→ **Source excerpt**:

begin

= SD Gundam G Generation =

Video game series

 is a series of strategy-RPG video games that focus on the Gundam anime franchise.

==History==

The G Generation series is a follow-up series to six games released by Bandai for their Nintendo Super Famicom Sufami Turbo add-on. A Generation focused on the One Year War, B Generation focused on the Gryps Conflict, and so forth up to F Generation, which covered the plot of G Gundam. Instead of making a G Generation game themed about Gundam Wing, Bandai optioned the title for its new series of games, using the same gameplay. Since "G" was often used as an abbreviation for "Gundam", it was decided that G Generation would represent the series as a whole. When it was finally released in 1998 for the PlayStation, G Generation covered the plot for Mobile Suit Gundam through Char's Counterattack and featured characters from the remaining Universal Century series, as well as G Gundam, Gundam Wing and Gundam X. Starting with PORTABLE, released on August 3, 2006, the series was released by Bandai Namco Games (now Bandai Namco Entertainment), which inherited Bandai's computer game business. While the Mobile Suit Gundam: Gihren's Ambition series, which is also a war simulation game based on the Gundam series, is a realism-oriented strategy simulation game that deals with the entire war, this series, while using SD Gundam as a medium, is different from the traditional comical route and is a tactical simulation game that recreates individual battles in the Gundam series. The controls are relatively easy, so even beginners to simulation games can enjoy it. Another feature is that each work features an original unit.

end

→ **Task instructions**:
Answer these from the SD Gundam G Generation text above:
1. For which Super Famicom add-on were the six earlier Bandai games released?
2. In what year did G Generation come out for the PlayStation?
3. Which company released the series starting with PORTABLE?

→ **Information provided**:

begin

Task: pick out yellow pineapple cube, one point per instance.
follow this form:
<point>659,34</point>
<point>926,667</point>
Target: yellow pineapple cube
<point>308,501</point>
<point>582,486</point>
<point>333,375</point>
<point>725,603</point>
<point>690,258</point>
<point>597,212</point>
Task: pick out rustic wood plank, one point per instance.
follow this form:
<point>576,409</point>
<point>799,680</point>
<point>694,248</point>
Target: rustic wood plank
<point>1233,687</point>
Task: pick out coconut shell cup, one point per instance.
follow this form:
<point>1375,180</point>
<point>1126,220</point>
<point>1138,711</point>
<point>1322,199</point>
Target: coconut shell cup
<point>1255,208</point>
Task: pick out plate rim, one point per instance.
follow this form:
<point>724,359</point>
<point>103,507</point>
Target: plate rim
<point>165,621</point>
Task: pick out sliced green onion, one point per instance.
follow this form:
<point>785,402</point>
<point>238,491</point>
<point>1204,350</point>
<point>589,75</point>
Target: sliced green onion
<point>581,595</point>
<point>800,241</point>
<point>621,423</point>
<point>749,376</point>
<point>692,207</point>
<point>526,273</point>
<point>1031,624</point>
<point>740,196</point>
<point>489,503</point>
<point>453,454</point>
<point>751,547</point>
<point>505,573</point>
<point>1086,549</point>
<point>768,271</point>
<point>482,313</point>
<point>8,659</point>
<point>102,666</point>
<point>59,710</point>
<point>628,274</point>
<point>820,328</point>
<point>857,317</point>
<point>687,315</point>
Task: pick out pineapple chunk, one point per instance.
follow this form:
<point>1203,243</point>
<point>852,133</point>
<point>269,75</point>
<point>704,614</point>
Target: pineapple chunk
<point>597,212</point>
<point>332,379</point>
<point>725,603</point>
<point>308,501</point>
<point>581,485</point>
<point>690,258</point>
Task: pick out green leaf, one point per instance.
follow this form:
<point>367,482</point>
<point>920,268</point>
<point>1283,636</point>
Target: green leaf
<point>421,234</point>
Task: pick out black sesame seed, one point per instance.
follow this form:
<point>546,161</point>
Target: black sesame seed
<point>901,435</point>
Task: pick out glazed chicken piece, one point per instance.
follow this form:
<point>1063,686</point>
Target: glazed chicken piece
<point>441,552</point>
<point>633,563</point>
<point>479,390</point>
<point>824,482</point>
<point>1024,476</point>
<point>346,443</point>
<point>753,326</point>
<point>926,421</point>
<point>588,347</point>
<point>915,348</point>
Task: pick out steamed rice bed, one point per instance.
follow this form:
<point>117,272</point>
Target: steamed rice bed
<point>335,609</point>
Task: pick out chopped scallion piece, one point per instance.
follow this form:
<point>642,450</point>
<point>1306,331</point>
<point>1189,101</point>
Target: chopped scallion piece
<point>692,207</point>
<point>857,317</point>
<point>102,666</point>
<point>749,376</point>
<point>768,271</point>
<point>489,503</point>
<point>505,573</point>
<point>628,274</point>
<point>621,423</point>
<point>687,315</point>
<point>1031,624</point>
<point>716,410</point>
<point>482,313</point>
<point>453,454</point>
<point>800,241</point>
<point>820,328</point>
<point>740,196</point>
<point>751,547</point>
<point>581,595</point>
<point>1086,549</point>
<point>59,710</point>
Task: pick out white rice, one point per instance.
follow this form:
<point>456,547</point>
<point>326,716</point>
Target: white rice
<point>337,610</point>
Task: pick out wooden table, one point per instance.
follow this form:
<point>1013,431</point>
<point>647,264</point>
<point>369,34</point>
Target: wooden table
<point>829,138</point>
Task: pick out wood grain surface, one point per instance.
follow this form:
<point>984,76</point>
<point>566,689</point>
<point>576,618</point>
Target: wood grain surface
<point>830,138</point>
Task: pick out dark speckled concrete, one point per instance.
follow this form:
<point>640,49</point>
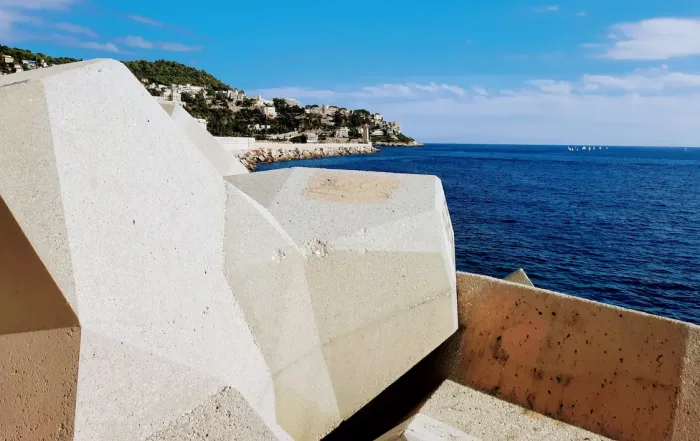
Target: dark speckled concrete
<point>615,372</point>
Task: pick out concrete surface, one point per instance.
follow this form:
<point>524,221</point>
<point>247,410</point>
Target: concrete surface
<point>222,417</point>
<point>519,276</point>
<point>459,413</point>
<point>127,217</point>
<point>619,373</point>
<point>224,162</point>
<point>362,267</point>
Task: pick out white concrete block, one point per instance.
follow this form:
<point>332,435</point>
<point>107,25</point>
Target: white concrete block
<point>361,265</point>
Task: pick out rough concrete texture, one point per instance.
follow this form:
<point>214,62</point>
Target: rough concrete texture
<point>362,267</point>
<point>619,373</point>
<point>459,413</point>
<point>222,417</point>
<point>224,162</point>
<point>520,277</point>
<point>127,217</point>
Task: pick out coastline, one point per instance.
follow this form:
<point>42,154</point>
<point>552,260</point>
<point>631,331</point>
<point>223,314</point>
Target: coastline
<point>266,152</point>
<point>400,144</point>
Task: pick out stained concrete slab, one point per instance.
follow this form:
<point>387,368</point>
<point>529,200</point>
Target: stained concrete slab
<point>519,276</point>
<point>456,412</point>
<point>615,372</point>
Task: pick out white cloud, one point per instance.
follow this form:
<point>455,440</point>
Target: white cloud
<point>144,20</point>
<point>75,29</point>
<point>142,43</point>
<point>645,107</point>
<point>71,41</point>
<point>656,79</point>
<point>654,39</point>
<point>479,91</point>
<point>38,4</point>
<point>551,86</point>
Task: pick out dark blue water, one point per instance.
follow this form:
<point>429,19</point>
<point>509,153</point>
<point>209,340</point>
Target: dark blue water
<point>620,226</point>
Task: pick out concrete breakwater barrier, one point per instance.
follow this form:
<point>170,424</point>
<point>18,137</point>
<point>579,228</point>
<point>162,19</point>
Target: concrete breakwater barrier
<point>276,152</point>
<point>152,289</point>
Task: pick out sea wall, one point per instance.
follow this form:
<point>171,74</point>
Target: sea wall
<point>616,372</point>
<point>265,152</point>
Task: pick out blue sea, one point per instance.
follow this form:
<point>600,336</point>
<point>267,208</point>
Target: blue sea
<point>619,225</point>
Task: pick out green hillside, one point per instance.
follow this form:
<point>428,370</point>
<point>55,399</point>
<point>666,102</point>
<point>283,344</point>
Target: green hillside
<point>171,72</point>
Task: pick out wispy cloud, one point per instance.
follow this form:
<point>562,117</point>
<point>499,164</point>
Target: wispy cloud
<point>551,86</point>
<point>75,29</point>
<point>479,91</point>
<point>38,4</point>
<point>654,79</point>
<point>144,20</point>
<point>644,107</point>
<point>654,39</point>
<point>141,43</point>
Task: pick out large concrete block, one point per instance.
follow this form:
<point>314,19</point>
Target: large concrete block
<point>224,162</point>
<point>116,319</point>
<point>348,281</point>
<point>143,297</point>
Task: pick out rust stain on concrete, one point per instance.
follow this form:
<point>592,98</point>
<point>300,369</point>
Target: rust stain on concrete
<point>38,382</point>
<point>611,371</point>
<point>350,188</point>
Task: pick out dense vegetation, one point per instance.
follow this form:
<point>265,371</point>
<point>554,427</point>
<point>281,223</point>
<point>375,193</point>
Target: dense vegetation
<point>23,54</point>
<point>228,118</point>
<point>171,72</point>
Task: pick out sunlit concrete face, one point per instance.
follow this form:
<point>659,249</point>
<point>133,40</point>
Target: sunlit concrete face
<point>362,270</point>
<point>141,294</point>
<point>115,317</point>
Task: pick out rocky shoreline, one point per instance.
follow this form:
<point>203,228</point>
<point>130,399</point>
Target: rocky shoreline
<point>400,144</point>
<point>266,154</point>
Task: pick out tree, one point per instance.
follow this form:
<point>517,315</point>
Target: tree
<point>301,139</point>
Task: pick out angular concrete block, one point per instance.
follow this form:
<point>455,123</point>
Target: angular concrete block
<point>355,267</point>
<point>111,264</point>
<point>519,276</point>
<point>458,413</point>
<point>224,162</point>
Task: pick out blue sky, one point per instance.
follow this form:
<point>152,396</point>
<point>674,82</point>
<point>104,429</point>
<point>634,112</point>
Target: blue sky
<point>513,71</point>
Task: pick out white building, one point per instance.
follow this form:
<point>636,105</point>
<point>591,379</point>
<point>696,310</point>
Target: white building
<point>202,122</point>
<point>395,127</point>
<point>270,112</point>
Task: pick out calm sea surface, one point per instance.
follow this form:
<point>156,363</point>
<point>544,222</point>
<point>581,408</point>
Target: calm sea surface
<point>621,225</point>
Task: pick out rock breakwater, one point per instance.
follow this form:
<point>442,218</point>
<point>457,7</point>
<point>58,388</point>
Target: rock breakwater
<point>272,152</point>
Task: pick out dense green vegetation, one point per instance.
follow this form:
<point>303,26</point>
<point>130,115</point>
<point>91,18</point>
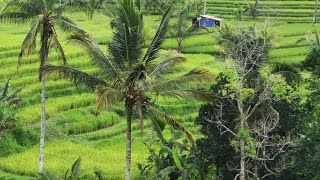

end

→ **Reply**:
1. The Sufami Turbo.
2. 1998.
3. Bandai Namco Games (now Bandai Namco Entertainment).